■ Texto fornecido
══════════════════════════════

Com o intuito de recuperar impactos financeiros bilionários, e em busca de ressarcimento dos fundos da empresa, acionistas da Petrobras deflagraram procedimentos arbitrais, que fornecem vantagens comparativas em relação ao procedimento judicial por contarem com maior celeridade e discrição. Embora não tenha havido a celebração de convenção arbitral específica para lidar com conflitos relativos aos casos, os procedimentos foram instaurados com fundamento no art. 58 do Estatuto da Petrobras, que afirma:

Art. 58. Deverão ser resolvidas por meio de arbitragem, obedecidas as regras previstas pela Câmara de Arbitragem do Mercado, as disputas ou controvérsias que envolvam a Companhia, seus acionistas, os administradores e conselheiros fiscais, tendo por objeto a aplicação das disposições contidas na Lei nº 6.404, de 1976, neste Estatuto Social, nas normas editadas pelo Conselho Monetário Nacional, pelo Banco Central do Brasil e pela Comissão de Valores Mobiliários, bem como nas demais normas aplicáveis ao funcionamento do mercado de capitais em geral, além daquelas constantes dos contratos eventualmente celebrados pela Petrobras com bolsa de valores ou entidade mantenedora de mercado de balcão organizado, credenciada na Comissão de Valores Mobiliários, tendo por objetivo a adoção de padrões de governança societária fixados por estas entidades, e dos respectivos regulamentos de práticas diferenciadas de governança corporativa, se for o caso.
Até o momento, esses procedimentos determinaram que a União deve ressarcir em torno R$ 166 bilhões aos cofres da estatal. A Advocacia-Geral da União (AGU) recorreu ao Poder Judiciário para anular a sentença arbitral, argumentando que a arbitragem apenas se estabelece mediante acordo entre as partes e não há instrumento, seja em cláusula compromissória – celebrada antes do surgimento do conflito -, seja em compromisso arbitral – celebrada após a contenda -, que vincule a União aos procedimentos arbitrais em questão.

══════════════════════════════

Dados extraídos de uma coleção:
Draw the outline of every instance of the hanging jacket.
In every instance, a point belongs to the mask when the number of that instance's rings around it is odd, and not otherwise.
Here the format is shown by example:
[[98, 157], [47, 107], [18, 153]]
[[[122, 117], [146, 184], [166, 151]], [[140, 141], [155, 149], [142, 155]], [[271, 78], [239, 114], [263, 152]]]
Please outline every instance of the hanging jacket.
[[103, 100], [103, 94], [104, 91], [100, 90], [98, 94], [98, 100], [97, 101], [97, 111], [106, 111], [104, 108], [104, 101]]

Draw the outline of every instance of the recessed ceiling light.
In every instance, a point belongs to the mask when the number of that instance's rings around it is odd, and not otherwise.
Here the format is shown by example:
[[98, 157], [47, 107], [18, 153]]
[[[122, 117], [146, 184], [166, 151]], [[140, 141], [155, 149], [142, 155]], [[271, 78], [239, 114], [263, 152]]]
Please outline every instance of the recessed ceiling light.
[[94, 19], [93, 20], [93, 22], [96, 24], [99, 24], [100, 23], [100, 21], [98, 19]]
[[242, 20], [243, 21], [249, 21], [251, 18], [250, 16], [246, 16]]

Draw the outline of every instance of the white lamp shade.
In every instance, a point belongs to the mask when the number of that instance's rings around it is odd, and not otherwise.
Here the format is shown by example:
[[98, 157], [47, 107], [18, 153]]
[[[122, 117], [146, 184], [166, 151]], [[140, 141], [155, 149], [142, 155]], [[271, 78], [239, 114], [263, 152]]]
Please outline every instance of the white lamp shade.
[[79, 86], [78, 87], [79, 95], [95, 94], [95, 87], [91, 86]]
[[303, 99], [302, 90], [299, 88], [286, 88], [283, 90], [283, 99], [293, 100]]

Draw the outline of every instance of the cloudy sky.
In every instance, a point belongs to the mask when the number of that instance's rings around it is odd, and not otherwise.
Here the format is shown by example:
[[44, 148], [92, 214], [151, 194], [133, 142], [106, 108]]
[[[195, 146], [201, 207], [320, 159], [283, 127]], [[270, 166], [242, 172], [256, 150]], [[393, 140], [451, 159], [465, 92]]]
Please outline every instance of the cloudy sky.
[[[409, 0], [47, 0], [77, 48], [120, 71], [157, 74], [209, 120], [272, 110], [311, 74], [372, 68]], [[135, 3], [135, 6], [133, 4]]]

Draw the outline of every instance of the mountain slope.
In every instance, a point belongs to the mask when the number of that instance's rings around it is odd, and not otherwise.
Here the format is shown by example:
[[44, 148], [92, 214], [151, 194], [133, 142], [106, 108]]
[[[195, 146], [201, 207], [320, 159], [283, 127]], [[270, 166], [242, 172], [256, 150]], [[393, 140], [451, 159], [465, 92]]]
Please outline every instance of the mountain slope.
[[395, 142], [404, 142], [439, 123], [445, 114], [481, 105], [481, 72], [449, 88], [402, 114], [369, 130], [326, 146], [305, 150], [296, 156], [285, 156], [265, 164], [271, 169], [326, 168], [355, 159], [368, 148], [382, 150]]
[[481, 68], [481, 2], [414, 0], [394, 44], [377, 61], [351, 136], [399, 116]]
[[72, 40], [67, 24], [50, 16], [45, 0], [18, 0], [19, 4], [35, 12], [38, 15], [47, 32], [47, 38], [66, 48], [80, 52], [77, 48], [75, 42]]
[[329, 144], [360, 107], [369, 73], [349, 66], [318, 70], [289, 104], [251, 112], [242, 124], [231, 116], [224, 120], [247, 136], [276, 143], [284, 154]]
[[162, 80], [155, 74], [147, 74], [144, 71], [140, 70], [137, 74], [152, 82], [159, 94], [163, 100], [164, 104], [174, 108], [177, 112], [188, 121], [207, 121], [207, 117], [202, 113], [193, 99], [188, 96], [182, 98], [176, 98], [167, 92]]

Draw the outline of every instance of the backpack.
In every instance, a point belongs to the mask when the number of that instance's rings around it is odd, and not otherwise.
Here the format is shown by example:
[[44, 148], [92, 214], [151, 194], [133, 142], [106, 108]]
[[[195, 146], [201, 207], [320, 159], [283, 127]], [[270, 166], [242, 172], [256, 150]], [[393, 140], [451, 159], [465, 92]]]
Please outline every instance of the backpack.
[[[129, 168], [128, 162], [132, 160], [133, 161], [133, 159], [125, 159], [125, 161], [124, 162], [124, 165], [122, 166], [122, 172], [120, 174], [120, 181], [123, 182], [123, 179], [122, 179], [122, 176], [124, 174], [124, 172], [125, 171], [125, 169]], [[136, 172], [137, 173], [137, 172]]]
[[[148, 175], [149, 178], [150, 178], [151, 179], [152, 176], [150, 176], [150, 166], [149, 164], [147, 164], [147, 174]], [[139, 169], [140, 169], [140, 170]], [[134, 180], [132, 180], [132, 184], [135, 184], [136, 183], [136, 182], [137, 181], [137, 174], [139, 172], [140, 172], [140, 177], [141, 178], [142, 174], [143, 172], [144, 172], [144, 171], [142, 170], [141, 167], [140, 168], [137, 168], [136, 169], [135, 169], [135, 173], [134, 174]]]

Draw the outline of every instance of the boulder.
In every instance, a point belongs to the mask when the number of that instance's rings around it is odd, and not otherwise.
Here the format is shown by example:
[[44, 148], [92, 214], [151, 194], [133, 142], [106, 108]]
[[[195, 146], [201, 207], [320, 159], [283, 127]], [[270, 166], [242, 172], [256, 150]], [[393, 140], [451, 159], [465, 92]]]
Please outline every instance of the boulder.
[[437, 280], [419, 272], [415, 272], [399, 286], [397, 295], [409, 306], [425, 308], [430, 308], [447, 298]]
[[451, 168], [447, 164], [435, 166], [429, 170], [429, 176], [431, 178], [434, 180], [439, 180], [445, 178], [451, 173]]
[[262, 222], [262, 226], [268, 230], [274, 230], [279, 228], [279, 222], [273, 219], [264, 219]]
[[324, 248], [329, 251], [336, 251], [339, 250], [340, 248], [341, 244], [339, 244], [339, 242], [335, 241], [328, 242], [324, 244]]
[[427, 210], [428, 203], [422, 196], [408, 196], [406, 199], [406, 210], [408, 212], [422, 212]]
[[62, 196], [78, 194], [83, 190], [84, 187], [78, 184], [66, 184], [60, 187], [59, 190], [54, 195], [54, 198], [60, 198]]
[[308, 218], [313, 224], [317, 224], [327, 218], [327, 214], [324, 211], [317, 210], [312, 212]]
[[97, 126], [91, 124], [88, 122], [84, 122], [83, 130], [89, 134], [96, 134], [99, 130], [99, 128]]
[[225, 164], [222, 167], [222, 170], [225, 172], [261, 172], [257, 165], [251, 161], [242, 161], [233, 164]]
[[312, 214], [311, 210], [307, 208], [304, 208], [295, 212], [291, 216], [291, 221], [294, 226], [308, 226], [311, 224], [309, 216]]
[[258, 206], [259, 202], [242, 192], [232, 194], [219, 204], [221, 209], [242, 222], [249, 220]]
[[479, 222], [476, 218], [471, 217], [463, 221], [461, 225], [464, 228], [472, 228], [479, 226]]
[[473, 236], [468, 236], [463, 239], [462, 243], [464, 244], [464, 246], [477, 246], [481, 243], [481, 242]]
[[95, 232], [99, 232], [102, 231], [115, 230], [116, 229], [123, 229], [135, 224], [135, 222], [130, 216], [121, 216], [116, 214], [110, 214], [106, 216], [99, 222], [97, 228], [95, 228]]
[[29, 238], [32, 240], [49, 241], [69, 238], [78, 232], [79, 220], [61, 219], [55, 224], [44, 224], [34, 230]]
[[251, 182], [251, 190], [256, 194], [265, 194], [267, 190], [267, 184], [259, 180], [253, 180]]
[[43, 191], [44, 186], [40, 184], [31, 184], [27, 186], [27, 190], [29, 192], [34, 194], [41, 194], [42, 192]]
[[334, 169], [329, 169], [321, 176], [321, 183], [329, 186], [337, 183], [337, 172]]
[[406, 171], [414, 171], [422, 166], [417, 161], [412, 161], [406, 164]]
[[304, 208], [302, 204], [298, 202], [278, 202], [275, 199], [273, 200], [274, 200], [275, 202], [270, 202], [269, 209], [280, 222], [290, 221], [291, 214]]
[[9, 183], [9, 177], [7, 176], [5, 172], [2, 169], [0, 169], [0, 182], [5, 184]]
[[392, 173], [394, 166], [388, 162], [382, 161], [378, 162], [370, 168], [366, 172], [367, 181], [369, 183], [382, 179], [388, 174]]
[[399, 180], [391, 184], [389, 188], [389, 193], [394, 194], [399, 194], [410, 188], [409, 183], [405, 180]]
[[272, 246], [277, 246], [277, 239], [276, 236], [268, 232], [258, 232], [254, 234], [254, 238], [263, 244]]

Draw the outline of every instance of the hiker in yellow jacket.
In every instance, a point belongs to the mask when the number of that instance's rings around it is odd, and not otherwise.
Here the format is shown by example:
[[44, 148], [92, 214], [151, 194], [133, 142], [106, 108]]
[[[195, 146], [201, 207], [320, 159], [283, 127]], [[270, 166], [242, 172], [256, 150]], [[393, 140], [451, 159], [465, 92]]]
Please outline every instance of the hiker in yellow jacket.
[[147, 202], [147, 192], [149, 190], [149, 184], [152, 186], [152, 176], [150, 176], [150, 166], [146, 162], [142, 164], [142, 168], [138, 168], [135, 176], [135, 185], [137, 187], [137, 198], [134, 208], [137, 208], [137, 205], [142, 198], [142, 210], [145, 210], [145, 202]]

══════════════════════════════

■ Detalhes do exercício
Cite, do texto sobre as arbitragens movidas por acionistas da Petrobras, o trecho que vai de "Até o momento, esses" até "arbitrais em questão.".

■ Resposta completa
Até o momento, esses procedimentos determinaram que a União deve ressarcir em torno R$ 166 bilhões aos cofres da estatal. A Advocacia-Geral da União (AGU) recorreu ao Poder Judiciário para anular a sentença arbitral, argumentando que a arbitragem apenas se estabelece mediante acordo entre as partes e não há instrumento, seja em cláusula compromissória – celebrada antes do surgimento do conflito -, seja em compromisso arbitral – celebrada após a contenda -, que vincule a União aos procedimentos arbitrais em questão.